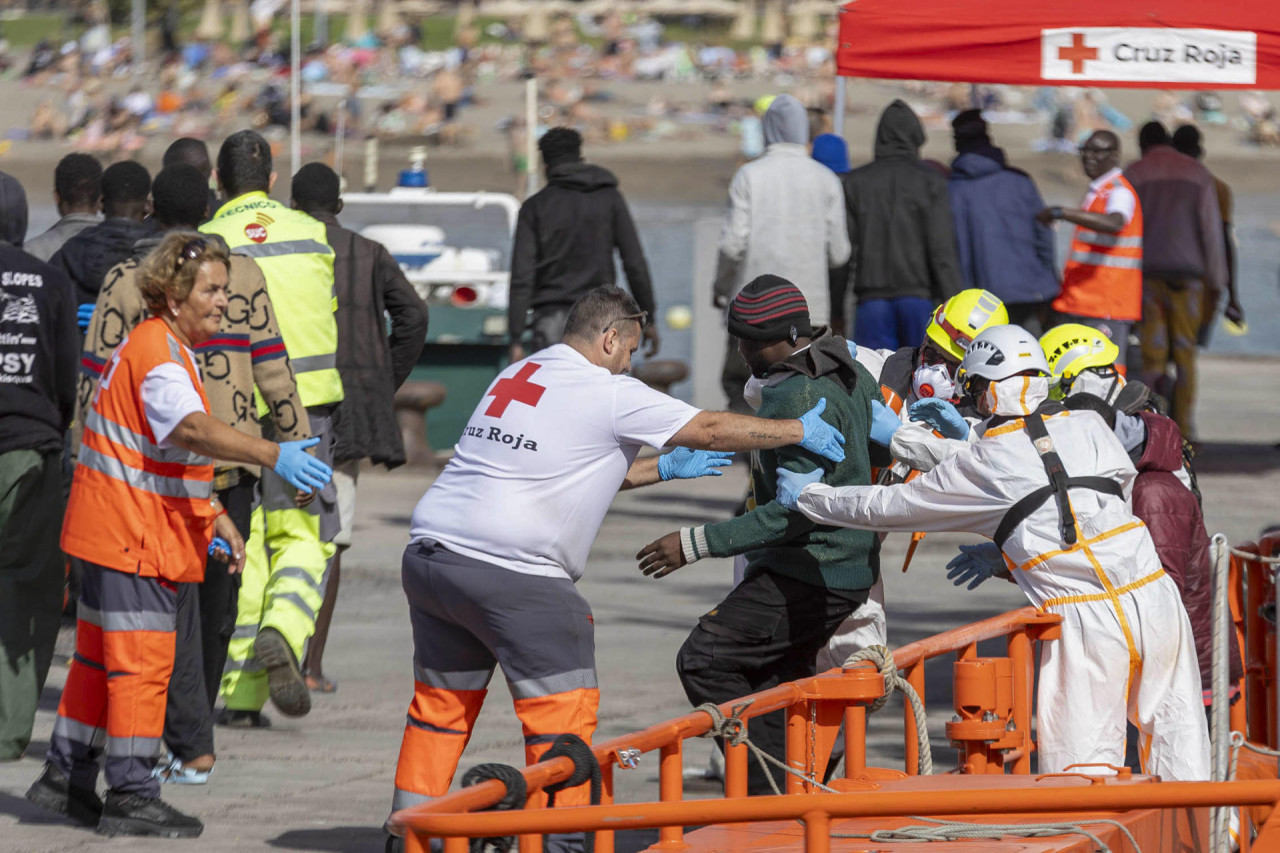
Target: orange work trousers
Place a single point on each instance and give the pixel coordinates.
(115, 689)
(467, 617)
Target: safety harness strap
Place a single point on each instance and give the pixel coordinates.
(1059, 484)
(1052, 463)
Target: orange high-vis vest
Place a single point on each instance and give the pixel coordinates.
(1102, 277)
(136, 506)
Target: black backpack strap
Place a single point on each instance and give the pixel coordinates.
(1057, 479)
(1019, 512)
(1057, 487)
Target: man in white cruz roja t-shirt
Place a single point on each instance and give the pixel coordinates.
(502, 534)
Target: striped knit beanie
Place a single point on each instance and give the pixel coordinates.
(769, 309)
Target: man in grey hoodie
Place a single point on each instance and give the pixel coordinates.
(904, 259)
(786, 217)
* * *
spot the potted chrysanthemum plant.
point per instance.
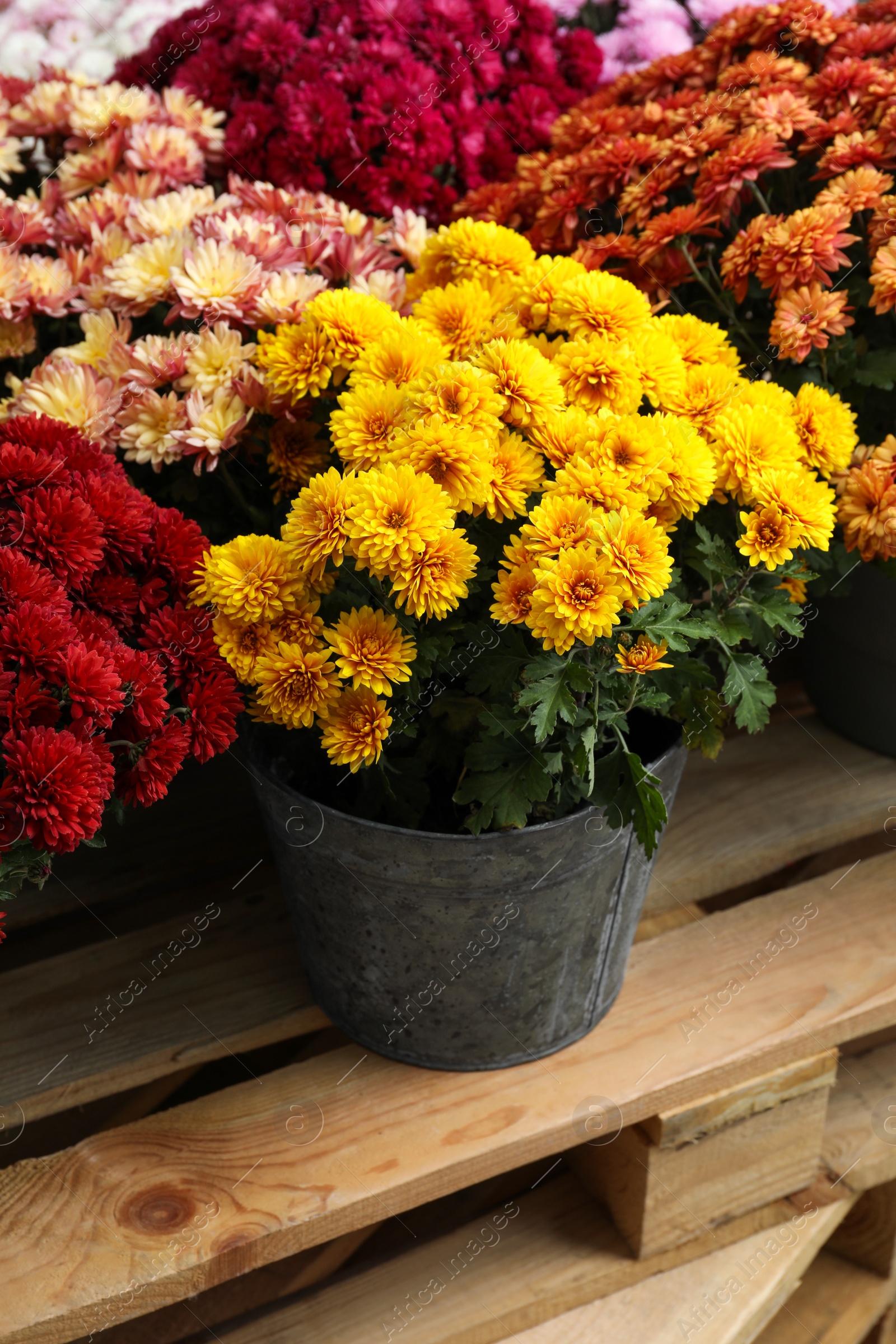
--
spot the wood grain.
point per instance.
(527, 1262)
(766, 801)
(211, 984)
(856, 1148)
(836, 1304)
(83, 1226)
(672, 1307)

#### PROBLEM STATEMENT
Answer with one number only: how many lines of the entries above include the word "strap"?

#### EXERCISE RESPONSE
2